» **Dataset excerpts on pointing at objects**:
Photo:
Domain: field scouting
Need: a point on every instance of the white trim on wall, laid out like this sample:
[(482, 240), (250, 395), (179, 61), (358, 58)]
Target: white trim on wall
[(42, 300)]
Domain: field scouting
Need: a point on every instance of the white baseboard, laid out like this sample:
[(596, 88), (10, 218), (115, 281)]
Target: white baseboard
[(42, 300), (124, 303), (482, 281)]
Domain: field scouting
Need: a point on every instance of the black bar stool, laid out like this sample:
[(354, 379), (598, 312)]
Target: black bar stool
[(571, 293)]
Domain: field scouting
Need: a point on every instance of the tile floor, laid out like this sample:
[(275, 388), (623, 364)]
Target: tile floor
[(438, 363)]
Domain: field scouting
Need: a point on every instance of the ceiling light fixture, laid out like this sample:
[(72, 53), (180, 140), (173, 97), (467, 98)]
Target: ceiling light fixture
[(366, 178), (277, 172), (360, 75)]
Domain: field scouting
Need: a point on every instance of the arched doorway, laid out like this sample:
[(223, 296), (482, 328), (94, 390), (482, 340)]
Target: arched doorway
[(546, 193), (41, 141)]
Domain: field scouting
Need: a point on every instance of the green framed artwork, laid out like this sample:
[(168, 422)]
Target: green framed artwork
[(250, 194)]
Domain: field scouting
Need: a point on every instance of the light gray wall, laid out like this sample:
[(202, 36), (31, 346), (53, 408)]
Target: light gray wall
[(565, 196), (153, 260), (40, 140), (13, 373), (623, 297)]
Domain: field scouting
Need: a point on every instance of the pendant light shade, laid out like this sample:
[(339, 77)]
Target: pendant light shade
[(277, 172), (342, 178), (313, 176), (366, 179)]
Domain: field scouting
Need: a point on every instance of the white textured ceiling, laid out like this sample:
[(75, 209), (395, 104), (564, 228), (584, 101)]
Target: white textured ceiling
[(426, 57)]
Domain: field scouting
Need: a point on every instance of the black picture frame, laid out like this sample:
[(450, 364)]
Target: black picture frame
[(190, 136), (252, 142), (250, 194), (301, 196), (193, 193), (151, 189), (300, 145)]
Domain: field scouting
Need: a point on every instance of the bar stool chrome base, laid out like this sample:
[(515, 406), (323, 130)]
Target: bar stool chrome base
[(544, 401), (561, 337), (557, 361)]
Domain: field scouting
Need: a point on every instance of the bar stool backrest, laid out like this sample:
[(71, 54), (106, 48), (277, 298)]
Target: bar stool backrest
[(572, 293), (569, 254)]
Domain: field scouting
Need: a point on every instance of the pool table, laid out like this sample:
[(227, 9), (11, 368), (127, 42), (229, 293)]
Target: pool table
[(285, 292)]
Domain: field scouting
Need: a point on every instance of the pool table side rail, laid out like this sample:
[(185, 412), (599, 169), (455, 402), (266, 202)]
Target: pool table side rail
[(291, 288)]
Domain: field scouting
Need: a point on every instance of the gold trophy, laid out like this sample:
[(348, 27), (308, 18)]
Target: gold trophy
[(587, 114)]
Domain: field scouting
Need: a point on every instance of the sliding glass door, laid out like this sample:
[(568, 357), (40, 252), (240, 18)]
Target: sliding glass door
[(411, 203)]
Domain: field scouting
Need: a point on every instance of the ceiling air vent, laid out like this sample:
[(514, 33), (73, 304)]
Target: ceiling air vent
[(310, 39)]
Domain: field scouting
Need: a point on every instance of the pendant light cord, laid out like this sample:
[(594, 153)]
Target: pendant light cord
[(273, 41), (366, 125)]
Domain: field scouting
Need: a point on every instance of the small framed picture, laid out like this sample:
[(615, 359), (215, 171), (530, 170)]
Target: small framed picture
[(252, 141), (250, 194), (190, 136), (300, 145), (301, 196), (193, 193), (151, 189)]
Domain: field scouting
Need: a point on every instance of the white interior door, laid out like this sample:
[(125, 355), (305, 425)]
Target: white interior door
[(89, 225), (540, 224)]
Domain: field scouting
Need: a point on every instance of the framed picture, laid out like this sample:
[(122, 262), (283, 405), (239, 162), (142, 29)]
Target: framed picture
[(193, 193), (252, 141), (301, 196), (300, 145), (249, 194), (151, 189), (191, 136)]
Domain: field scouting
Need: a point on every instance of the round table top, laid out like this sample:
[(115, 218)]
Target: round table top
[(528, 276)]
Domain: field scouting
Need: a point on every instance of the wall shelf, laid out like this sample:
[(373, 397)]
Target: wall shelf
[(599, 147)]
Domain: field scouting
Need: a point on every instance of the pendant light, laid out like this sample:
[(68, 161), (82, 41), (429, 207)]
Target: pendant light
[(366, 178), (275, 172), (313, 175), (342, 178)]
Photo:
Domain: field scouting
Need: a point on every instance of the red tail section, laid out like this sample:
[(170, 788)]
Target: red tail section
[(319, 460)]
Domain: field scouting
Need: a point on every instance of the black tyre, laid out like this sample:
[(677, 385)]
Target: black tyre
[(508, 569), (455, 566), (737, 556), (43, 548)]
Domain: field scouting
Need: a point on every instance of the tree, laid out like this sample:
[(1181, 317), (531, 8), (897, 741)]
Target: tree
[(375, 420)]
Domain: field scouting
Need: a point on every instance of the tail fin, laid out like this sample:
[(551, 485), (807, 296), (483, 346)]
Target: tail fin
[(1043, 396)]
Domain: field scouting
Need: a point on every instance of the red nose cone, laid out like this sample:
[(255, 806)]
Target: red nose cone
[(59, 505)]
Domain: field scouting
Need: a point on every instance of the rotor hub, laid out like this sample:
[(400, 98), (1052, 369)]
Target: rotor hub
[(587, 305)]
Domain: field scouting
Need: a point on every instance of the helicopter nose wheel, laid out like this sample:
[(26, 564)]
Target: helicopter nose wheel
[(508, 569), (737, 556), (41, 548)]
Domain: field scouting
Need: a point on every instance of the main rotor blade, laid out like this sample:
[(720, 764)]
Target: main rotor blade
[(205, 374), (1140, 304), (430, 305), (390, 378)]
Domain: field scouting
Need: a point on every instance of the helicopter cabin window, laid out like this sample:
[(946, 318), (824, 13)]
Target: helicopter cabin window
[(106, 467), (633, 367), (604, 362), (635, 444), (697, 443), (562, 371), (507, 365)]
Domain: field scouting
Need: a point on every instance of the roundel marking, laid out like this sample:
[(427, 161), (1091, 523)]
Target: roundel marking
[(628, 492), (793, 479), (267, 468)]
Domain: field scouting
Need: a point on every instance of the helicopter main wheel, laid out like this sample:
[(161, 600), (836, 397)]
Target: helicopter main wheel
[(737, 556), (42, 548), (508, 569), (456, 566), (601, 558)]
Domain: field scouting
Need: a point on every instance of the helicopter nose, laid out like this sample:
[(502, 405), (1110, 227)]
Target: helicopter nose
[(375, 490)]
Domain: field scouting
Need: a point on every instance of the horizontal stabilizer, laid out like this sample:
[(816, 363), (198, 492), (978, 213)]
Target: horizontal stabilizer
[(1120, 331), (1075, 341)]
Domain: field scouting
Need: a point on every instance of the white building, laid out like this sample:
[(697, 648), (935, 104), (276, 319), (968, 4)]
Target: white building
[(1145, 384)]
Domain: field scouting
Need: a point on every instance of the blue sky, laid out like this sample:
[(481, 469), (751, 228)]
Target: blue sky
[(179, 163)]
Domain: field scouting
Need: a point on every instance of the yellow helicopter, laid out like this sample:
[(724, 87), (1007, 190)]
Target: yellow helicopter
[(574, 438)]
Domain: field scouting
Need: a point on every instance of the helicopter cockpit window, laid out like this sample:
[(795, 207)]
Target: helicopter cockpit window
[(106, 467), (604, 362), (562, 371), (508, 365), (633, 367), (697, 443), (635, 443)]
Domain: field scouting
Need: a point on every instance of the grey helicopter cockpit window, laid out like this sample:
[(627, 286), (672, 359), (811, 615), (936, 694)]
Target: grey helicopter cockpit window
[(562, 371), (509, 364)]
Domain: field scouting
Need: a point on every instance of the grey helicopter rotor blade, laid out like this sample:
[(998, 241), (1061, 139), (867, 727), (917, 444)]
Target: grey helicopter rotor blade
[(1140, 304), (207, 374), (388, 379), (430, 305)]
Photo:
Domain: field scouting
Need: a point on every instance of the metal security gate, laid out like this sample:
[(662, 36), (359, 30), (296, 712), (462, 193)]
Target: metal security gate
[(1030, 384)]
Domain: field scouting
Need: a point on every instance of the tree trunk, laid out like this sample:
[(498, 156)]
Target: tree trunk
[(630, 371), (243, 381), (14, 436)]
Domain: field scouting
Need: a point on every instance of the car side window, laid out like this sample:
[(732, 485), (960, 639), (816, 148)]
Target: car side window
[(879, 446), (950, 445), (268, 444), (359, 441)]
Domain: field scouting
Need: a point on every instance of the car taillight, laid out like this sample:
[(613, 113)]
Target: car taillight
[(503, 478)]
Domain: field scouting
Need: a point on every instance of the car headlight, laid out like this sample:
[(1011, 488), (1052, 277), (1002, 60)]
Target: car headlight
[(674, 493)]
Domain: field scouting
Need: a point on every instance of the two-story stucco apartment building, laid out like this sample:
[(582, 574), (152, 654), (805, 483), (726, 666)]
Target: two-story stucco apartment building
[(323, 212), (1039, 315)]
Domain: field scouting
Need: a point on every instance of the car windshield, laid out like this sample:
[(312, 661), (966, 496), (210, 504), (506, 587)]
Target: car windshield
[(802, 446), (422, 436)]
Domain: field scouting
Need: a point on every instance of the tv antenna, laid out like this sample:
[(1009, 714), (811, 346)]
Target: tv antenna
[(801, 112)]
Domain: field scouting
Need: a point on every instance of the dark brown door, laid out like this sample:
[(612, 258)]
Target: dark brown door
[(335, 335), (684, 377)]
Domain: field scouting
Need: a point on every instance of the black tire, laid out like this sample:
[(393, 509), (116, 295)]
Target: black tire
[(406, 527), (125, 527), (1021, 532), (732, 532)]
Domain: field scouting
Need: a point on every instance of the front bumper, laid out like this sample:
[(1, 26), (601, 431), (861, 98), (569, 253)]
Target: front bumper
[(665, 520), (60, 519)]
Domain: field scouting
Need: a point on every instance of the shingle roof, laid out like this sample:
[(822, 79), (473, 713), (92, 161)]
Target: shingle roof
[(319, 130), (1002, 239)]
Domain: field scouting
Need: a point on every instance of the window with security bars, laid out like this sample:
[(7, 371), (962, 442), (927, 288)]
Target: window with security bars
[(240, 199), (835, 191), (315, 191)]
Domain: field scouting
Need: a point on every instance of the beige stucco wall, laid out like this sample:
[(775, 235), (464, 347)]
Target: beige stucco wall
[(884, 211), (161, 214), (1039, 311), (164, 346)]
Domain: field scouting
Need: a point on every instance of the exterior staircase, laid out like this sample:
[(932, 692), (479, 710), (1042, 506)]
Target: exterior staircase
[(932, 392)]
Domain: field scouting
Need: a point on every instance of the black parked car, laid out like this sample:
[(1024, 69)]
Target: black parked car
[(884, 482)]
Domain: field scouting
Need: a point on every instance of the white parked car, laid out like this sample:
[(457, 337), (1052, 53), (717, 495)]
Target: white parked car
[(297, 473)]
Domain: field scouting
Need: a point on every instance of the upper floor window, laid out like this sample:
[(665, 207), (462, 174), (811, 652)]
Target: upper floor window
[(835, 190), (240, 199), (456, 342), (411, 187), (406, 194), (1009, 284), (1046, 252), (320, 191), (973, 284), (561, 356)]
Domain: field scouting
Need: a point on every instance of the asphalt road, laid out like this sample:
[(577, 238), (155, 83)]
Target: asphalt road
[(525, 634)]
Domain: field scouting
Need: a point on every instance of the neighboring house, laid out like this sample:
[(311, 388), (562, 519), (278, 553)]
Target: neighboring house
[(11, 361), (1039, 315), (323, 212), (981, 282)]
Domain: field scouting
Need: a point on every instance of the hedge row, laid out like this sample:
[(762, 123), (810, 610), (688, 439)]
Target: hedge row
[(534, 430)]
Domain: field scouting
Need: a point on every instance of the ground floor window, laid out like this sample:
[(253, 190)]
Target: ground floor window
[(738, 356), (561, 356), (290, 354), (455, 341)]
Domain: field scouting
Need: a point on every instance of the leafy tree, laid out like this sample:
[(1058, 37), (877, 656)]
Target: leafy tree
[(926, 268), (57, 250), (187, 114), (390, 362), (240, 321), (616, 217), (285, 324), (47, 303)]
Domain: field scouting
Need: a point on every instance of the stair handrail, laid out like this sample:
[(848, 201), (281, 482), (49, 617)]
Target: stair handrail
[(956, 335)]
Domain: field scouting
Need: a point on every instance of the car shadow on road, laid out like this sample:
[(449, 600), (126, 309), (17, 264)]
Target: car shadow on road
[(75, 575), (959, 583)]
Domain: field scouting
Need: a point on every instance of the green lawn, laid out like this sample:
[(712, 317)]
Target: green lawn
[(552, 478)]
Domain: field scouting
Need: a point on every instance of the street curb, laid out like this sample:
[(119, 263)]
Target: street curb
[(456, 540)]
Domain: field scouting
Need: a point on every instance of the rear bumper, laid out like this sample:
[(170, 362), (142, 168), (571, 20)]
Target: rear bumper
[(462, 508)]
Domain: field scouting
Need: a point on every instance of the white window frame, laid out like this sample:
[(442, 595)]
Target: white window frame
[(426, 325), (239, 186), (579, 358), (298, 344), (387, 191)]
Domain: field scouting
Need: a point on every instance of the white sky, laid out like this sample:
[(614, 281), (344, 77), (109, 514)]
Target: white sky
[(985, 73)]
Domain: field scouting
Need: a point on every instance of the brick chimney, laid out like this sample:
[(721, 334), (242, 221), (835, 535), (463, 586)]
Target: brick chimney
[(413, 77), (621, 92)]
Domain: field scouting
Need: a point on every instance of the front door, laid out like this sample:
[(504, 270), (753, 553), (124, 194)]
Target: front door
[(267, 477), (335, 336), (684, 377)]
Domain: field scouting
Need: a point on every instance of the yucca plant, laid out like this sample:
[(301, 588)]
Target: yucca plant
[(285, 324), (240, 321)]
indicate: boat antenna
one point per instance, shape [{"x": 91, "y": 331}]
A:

» **REQUEST**: Please write out the items word for word, from their first line up to and including the line that contains "[(42, 300), (124, 303), (482, 281)]".

» **TASK RESPONSE**:
Photo:
Domain: field scouting
Need: a point on every instance of the white trim on wall, laid out like this sample:
[(482, 240), (250, 395), (179, 61), (358, 58)]
Target: white trim on wall
[(42, 300)]
Domain: field scouting
Need: a point on every instance of the white baseboard, laid out like this sample:
[(596, 88), (10, 218), (115, 281)]
Target: white baseboard
[(42, 300), (124, 303), (482, 281)]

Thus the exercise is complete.